Given problem
Can you return the entries below with every "Annotate" swapped for "Mark" and nothing else altered?

Records supplied
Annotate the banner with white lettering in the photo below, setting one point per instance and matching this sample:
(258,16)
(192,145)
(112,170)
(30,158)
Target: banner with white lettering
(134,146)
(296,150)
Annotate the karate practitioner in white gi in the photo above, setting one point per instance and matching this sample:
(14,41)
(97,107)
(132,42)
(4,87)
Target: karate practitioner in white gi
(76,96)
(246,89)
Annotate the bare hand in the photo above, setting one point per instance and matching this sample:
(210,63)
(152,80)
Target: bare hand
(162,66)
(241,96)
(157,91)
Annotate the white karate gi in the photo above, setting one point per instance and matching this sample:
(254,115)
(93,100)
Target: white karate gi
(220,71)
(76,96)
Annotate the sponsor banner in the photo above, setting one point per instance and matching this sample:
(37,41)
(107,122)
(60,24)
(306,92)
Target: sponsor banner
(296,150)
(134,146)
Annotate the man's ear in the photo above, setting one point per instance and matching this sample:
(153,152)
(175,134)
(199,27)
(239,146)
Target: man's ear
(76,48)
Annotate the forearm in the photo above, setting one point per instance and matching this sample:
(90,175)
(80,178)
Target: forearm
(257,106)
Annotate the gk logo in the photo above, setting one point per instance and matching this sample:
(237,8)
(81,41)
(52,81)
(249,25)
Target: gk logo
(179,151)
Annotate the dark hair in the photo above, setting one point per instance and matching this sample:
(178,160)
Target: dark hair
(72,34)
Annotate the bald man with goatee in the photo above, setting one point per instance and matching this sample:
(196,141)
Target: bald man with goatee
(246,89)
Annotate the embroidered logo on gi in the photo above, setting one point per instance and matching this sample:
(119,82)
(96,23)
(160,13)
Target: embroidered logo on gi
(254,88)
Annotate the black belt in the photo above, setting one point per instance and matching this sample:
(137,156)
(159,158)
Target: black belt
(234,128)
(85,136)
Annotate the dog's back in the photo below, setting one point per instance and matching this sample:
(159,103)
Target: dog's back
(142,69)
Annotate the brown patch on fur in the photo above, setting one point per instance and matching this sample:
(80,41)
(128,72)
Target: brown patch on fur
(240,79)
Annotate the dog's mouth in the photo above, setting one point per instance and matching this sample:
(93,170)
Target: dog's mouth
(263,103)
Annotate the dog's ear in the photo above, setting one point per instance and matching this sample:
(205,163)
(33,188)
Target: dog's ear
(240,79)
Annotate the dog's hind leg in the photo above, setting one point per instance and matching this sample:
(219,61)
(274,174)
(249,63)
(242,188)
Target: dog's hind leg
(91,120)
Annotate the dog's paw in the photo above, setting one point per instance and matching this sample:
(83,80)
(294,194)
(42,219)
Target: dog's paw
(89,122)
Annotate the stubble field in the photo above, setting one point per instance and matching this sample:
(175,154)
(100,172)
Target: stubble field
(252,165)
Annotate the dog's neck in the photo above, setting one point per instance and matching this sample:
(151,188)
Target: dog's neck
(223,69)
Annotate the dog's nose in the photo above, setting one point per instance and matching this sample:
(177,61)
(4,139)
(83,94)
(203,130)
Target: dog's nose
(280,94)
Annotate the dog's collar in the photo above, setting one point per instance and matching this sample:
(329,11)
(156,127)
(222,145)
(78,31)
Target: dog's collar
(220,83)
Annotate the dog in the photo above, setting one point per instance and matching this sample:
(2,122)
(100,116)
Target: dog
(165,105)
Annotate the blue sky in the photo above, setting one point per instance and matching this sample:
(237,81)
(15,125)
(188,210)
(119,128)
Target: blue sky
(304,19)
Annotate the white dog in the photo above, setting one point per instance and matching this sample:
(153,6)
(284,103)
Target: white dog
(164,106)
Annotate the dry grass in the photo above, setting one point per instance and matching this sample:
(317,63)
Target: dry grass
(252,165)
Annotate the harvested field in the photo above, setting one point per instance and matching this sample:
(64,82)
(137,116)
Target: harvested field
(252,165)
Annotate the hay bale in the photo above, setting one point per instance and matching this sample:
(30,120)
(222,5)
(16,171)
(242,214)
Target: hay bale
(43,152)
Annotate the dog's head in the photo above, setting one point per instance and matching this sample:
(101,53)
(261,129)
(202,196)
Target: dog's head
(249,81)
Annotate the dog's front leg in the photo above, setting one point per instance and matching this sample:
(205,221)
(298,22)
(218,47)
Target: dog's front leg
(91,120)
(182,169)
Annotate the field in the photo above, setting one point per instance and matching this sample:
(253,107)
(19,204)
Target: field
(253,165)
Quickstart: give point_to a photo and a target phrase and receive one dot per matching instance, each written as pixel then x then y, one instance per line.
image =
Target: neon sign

Exercise result
Mark the banner with white lettering in the photo below, setting one point per instance and matching this sample:
(258,16)
(192,145)
(112,170)
(30,158)
Target: banner with white lettering
(134,146)
(296,150)
Mark the karate practitioner in white gi in the photo above, setting one point per instance and matching this sample:
(14,41)
(97,107)
(132,42)
(4,87)
Target: karate practitioner in white gi
(76,96)
(246,89)
Mark the bare hand in the photo above, setting one point per instance and matching this sample:
(210,63)
(152,80)
Target: bare hand
(162,66)
(241,96)
(157,91)
Mark the white karate gi in the photo above, setting one point per instance and matching this sample:
(254,115)
(93,100)
Target: white karate gi
(220,71)
(76,96)
Mark the sponsor banner in the photo above, setting one point per instance and matching this sample:
(37,41)
(107,122)
(60,24)
(306,92)
Target: sponsor banner
(296,150)
(134,146)
Mark the man's ear in the photo above, setting one point per instance and matching this sample:
(153,152)
(175,134)
(199,27)
(239,146)
Target: man's ear
(76,48)
Mark the forearm in the photo above, setting one point per instance and matching this sample:
(90,175)
(80,178)
Target: forearm
(257,106)
Mark the gk logo in the photo above, setting one point per instance and matching this sample:
(237,8)
(81,41)
(52,81)
(249,25)
Target: gk logo
(179,151)
Mark the dark hair in the photo above, setting one point per instance and matching this sample:
(178,160)
Target: dark hair
(72,34)
Mark the bald man with goatee in the photo above, setting one point per instance and matching this sample:
(196,141)
Target: bald man with goatee
(246,89)
Mark the embroidered logo on gi in the photo above, setting one point per instance and matching this sample:
(119,82)
(96,23)
(160,13)
Target: embroidered logo on gi
(254,88)
Mark the black belt in the photo above, setting one point per instance and matching this sample:
(137,156)
(159,158)
Target: black belt
(234,128)
(85,136)
Mark the dog's back in the photo below, setting one point per instance and matching this sample:
(159,103)
Target: dog's back
(142,69)
Mark the brown patch on fur in the photo above, setting one point per instance and matching this sample:
(80,41)
(128,72)
Target: brown patch on fur
(240,79)
Mark the dog's mouth in the photo above, setting one point per instance and matching this sample:
(93,170)
Target: dog's mouth
(263,103)
Mark the dog's ear in the photo above, setting one point per instance and matching this sample:
(205,163)
(33,188)
Target: dog's ear
(240,79)
Mark the dog's hind leg in the photo above, setting one point per instance and matching this sample:
(219,61)
(274,174)
(249,63)
(242,188)
Target: dog's hind leg
(91,120)
Mark the dog's paw in the photo above, setting one point per instance and matching this sample:
(83,80)
(294,194)
(42,219)
Target: dog's paw
(89,122)
Mark the stubble field in the photo above, setting one point per instance and matching this sample:
(175,154)
(100,172)
Target: stubble field
(252,165)
Mark the dog's neck in the photo above, setting one point per instance and matching this sample:
(151,188)
Target: dog's neck
(223,69)
Mark the dog's nose in the photo above, setting one point per instance and matching this sample:
(177,61)
(4,139)
(83,94)
(203,130)
Target: dog's nose
(280,94)
Mark the dog's collar in the photo above, setting one point per instance and matching this sample:
(329,11)
(156,127)
(222,145)
(78,31)
Target: dog's collar
(220,83)
Mark the dog in the photo above, setting one point per instance and matching this sample:
(2,122)
(100,116)
Target: dog
(165,105)
Mark the blue sky in the photo above, setting one point per instance and matching this sample:
(237,81)
(15,125)
(188,210)
(119,128)
Target: blue sky
(304,19)
Mark the white dog in the photo above, setting one point per instance and matching this sample:
(153,6)
(284,103)
Target: white dog
(164,106)
Mark the dry grass in the photo above, setting one point per instance and matching this sample:
(317,63)
Target: dry grass
(252,165)
Mark the harvested field in the photo above, setting one point per instance and matching this sample:
(64,82)
(137,116)
Target: harvested field
(252,165)
Mark the hay bale in the photo above, setting one point per instance and matching this sample:
(30,120)
(222,5)
(16,171)
(242,214)
Target: hay bale
(43,152)
Mark the dog's head in the photo above, setting one point per instance and matching this sample:
(101,53)
(261,129)
(202,196)
Target: dog's head
(249,81)
Mark the dog's front leg in the photo above, setting one point per instance and matching this sample:
(205,221)
(298,22)
(218,47)
Target: dog's front leg
(91,120)
(182,169)
Mark the field in the photo above, setting one point per instance and matching this sample:
(253,107)
(19,204)
Target: field
(253,165)
Quickstart: give point_to a photo and a target phrase and receive one dot per matching instance, each written as pixel then x then y, one instance per line.
image =
Target: neon sign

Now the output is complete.